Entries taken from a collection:
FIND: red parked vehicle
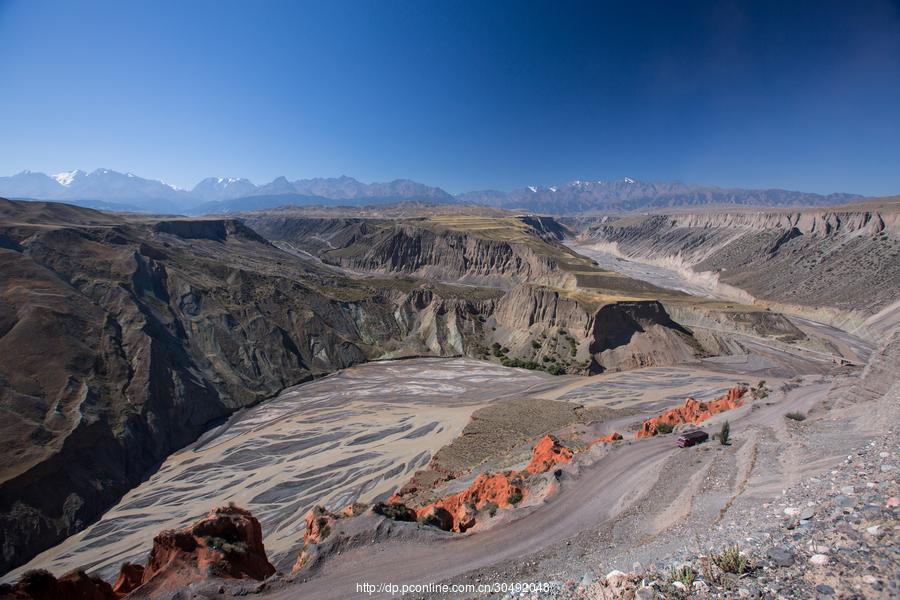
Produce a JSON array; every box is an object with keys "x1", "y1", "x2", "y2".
[{"x1": 677, "y1": 430, "x2": 709, "y2": 447}]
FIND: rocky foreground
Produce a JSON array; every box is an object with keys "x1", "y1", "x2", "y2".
[{"x1": 500, "y1": 427, "x2": 898, "y2": 600}]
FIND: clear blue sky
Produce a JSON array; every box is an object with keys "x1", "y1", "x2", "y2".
[{"x1": 1, "y1": 0, "x2": 898, "y2": 195}]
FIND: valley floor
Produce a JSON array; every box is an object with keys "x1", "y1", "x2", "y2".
[{"x1": 6, "y1": 242, "x2": 895, "y2": 600}]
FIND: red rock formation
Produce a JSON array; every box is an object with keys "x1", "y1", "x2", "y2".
[
  {"x1": 414, "y1": 472, "x2": 526, "y2": 532},
  {"x1": 592, "y1": 432, "x2": 623, "y2": 444},
  {"x1": 524, "y1": 434, "x2": 575, "y2": 474},
  {"x1": 386, "y1": 434, "x2": 579, "y2": 533},
  {"x1": 131, "y1": 504, "x2": 275, "y2": 594},
  {"x1": 635, "y1": 386, "x2": 746, "y2": 439},
  {"x1": 303, "y1": 506, "x2": 337, "y2": 545},
  {"x1": 0, "y1": 569, "x2": 117, "y2": 600},
  {"x1": 111, "y1": 563, "x2": 144, "y2": 596}
]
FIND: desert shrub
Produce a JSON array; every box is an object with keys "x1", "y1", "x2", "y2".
[
  {"x1": 784, "y1": 412, "x2": 806, "y2": 421},
  {"x1": 711, "y1": 545, "x2": 752, "y2": 574},
  {"x1": 481, "y1": 501, "x2": 499, "y2": 517},
  {"x1": 718, "y1": 421, "x2": 730, "y2": 445},
  {"x1": 669, "y1": 565, "x2": 696, "y2": 587},
  {"x1": 655, "y1": 423, "x2": 674, "y2": 435},
  {"x1": 507, "y1": 490, "x2": 523, "y2": 505},
  {"x1": 206, "y1": 536, "x2": 249, "y2": 555},
  {"x1": 531, "y1": 340, "x2": 542, "y2": 349},
  {"x1": 547, "y1": 365, "x2": 566, "y2": 376}
]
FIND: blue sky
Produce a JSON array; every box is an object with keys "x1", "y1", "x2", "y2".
[{"x1": 1, "y1": 0, "x2": 898, "y2": 195}]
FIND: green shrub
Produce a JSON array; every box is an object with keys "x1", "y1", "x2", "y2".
[
  {"x1": 718, "y1": 421, "x2": 730, "y2": 445},
  {"x1": 507, "y1": 490, "x2": 523, "y2": 505},
  {"x1": 669, "y1": 565, "x2": 696, "y2": 587},
  {"x1": 711, "y1": 545, "x2": 752, "y2": 574},
  {"x1": 655, "y1": 423, "x2": 674, "y2": 435},
  {"x1": 785, "y1": 412, "x2": 806, "y2": 421}
]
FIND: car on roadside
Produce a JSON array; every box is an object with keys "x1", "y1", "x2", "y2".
[{"x1": 676, "y1": 429, "x2": 709, "y2": 447}]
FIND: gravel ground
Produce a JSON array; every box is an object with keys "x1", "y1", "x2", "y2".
[{"x1": 483, "y1": 396, "x2": 899, "y2": 599}]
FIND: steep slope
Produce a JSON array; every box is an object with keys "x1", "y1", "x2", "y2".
[
  {"x1": 577, "y1": 203, "x2": 900, "y2": 340},
  {"x1": 244, "y1": 211, "x2": 805, "y2": 374},
  {"x1": 244, "y1": 214, "x2": 579, "y2": 289},
  {"x1": 0, "y1": 199, "x2": 500, "y2": 574}
]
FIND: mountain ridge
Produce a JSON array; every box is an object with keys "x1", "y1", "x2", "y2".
[{"x1": 0, "y1": 169, "x2": 866, "y2": 215}]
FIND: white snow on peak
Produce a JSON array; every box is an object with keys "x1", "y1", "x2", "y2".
[
  {"x1": 549, "y1": 186, "x2": 558, "y2": 192},
  {"x1": 527, "y1": 185, "x2": 538, "y2": 193},
  {"x1": 52, "y1": 170, "x2": 81, "y2": 186},
  {"x1": 623, "y1": 177, "x2": 635, "y2": 184},
  {"x1": 161, "y1": 181, "x2": 183, "y2": 191}
]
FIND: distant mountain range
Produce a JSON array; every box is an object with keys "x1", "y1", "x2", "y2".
[{"x1": 0, "y1": 169, "x2": 863, "y2": 215}]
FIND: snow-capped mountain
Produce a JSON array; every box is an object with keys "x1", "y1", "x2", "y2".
[
  {"x1": 191, "y1": 177, "x2": 258, "y2": 202},
  {"x1": 0, "y1": 170, "x2": 458, "y2": 213},
  {"x1": 0, "y1": 169, "x2": 863, "y2": 215},
  {"x1": 457, "y1": 178, "x2": 861, "y2": 213},
  {"x1": 0, "y1": 169, "x2": 188, "y2": 212}
]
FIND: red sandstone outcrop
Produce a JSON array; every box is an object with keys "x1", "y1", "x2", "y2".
[
  {"x1": 414, "y1": 472, "x2": 527, "y2": 532},
  {"x1": 524, "y1": 434, "x2": 575, "y2": 474},
  {"x1": 635, "y1": 386, "x2": 746, "y2": 439},
  {"x1": 0, "y1": 569, "x2": 118, "y2": 600},
  {"x1": 111, "y1": 564, "x2": 144, "y2": 596},
  {"x1": 303, "y1": 506, "x2": 338, "y2": 546},
  {"x1": 116, "y1": 504, "x2": 275, "y2": 595},
  {"x1": 408, "y1": 434, "x2": 576, "y2": 532}
]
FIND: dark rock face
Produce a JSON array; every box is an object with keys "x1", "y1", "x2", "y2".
[
  {"x1": 0, "y1": 568, "x2": 117, "y2": 600},
  {"x1": 0, "y1": 199, "x2": 495, "y2": 574}
]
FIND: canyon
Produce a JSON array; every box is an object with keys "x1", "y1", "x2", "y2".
[{"x1": 0, "y1": 197, "x2": 897, "y2": 600}]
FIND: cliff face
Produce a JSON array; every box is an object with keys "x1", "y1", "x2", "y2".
[
  {"x1": 0, "y1": 203, "x2": 497, "y2": 574},
  {"x1": 244, "y1": 216, "x2": 578, "y2": 289},
  {"x1": 579, "y1": 209, "x2": 900, "y2": 338},
  {"x1": 247, "y1": 214, "x2": 724, "y2": 373}
]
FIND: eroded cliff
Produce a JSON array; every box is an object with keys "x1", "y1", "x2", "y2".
[{"x1": 577, "y1": 205, "x2": 900, "y2": 340}]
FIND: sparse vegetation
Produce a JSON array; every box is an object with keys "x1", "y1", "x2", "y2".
[
  {"x1": 655, "y1": 423, "x2": 674, "y2": 435},
  {"x1": 507, "y1": 490, "x2": 523, "y2": 505},
  {"x1": 718, "y1": 421, "x2": 730, "y2": 445},
  {"x1": 711, "y1": 545, "x2": 752, "y2": 574},
  {"x1": 205, "y1": 536, "x2": 249, "y2": 555},
  {"x1": 669, "y1": 564, "x2": 696, "y2": 587},
  {"x1": 785, "y1": 412, "x2": 806, "y2": 421},
  {"x1": 547, "y1": 364, "x2": 567, "y2": 376},
  {"x1": 751, "y1": 380, "x2": 769, "y2": 399}
]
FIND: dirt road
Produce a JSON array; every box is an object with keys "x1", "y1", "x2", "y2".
[{"x1": 270, "y1": 380, "x2": 824, "y2": 599}]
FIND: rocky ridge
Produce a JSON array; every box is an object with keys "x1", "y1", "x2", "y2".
[{"x1": 577, "y1": 206, "x2": 900, "y2": 342}]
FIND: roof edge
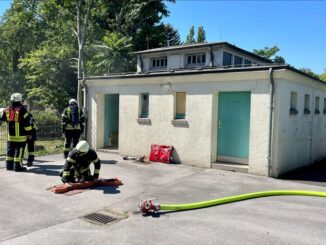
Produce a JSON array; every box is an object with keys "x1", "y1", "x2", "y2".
[{"x1": 82, "y1": 65, "x2": 325, "y2": 85}]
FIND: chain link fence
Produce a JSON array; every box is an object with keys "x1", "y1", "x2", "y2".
[{"x1": 0, "y1": 121, "x2": 64, "y2": 157}]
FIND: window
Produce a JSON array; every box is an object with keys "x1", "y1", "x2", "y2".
[
  {"x1": 244, "y1": 59, "x2": 252, "y2": 67},
  {"x1": 234, "y1": 56, "x2": 243, "y2": 67},
  {"x1": 315, "y1": 96, "x2": 320, "y2": 114},
  {"x1": 223, "y1": 52, "x2": 232, "y2": 67},
  {"x1": 304, "y1": 94, "x2": 310, "y2": 114},
  {"x1": 186, "y1": 53, "x2": 206, "y2": 65},
  {"x1": 175, "y1": 92, "x2": 186, "y2": 119},
  {"x1": 324, "y1": 98, "x2": 326, "y2": 114},
  {"x1": 290, "y1": 92, "x2": 298, "y2": 114},
  {"x1": 140, "y1": 93, "x2": 149, "y2": 118},
  {"x1": 151, "y1": 57, "x2": 167, "y2": 69}
]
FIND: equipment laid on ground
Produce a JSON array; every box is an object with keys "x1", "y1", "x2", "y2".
[
  {"x1": 149, "y1": 144, "x2": 173, "y2": 163},
  {"x1": 138, "y1": 190, "x2": 326, "y2": 215},
  {"x1": 49, "y1": 178, "x2": 123, "y2": 194}
]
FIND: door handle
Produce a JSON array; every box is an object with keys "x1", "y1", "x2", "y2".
[{"x1": 218, "y1": 120, "x2": 222, "y2": 128}]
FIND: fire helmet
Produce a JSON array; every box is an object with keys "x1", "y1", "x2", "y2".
[
  {"x1": 76, "y1": 140, "x2": 89, "y2": 154},
  {"x1": 69, "y1": 98, "x2": 77, "y2": 105},
  {"x1": 10, "y1": 93, "x2": 23, "y2": 102}
]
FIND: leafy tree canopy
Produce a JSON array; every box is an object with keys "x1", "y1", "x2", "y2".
[{"x1": 253, "y1": 45, "x2": 285, "y2": 64}]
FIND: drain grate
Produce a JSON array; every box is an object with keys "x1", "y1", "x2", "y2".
[{"x1": 82, "y1": 213, "x2": 117, "y2": 225}]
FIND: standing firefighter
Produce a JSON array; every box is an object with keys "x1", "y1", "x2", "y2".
[
  {"x1": 61, "y1": 140, "x2": 101, "y2": 183},
  {"x1": 1, "y1": 93, "x2": 32, "y2": 171},
  {"x1": 61, "y1": 99, "x2": 85, "y2": 159},
  {"x1": 25, "y1": 112, "x2": 37, "y2": 166}
]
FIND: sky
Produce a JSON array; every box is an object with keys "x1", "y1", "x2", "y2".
[{"x1": 0, "y1": 0, "x2": 325, "y2": 74}]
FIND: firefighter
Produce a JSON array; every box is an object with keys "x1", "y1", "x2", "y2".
[
  {"x1": 61, "y1": 98, "x2": 85, "y2": 159},
  {"x1": 61, "y1": 140, "x2": 101, "y2": 183},
  {"x1": 1, "y1": 93, "x2": 32, "y2": 171},
  {"x1": 25, "y1": 111, "x2": 37, "y2": 166}
]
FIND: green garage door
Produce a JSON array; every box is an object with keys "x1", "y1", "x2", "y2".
[{"x1": 217, "y1": 92, "x2": 251, "y2": 163}]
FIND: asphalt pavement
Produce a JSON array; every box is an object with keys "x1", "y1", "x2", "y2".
[{"x1": 1, "y1": 153, "x2": 326, "y2": 245}]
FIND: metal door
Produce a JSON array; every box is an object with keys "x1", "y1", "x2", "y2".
[{"x1": 217, "y1": 92, "x2": 251, "y2": 163}]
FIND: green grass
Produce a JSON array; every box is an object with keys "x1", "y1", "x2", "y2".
[{"x1": 34, "y1": 139, "x2": 64, "y2": 156}]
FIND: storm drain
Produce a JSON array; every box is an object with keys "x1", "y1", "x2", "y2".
[{"x1": 82, "y1": 213, "x2": 117, "y2": 225}]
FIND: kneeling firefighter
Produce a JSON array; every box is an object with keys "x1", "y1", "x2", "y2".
[{"x1": 61, "y1": 140, "x2": 101, "y2": 183}]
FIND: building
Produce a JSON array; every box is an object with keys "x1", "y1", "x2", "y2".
[{"x1": 83, "y1": 42, "x2": 326, "y2": 177}]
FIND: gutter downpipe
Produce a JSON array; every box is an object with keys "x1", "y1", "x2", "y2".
[
  {"x1": 268, "y1": 67, "x2": 275, "y2": 177},
  {"x1": 82, "y1": 78, "x2": 88, "y2": 141}
]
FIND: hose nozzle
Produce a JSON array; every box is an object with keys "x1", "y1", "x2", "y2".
[{"x1": 138, "y1": 199, "x2": 160, "y2": 215}]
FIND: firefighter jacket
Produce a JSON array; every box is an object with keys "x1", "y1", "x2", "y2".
[
  {"x1": 62, "y1": 148, "x2": 101, "y2": 179},
  {"x1": 61, "y1": 105, "x2": 85, "y2": 132},
  {"x1": 1, "y1": 103, "x2": 32, "y2": 142}
]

- _Problem statement_
Read through the lines above and collect those that contain the string "snow".

- _Answer box_
FIND: white snow on peak
FIND: snow-capped mountain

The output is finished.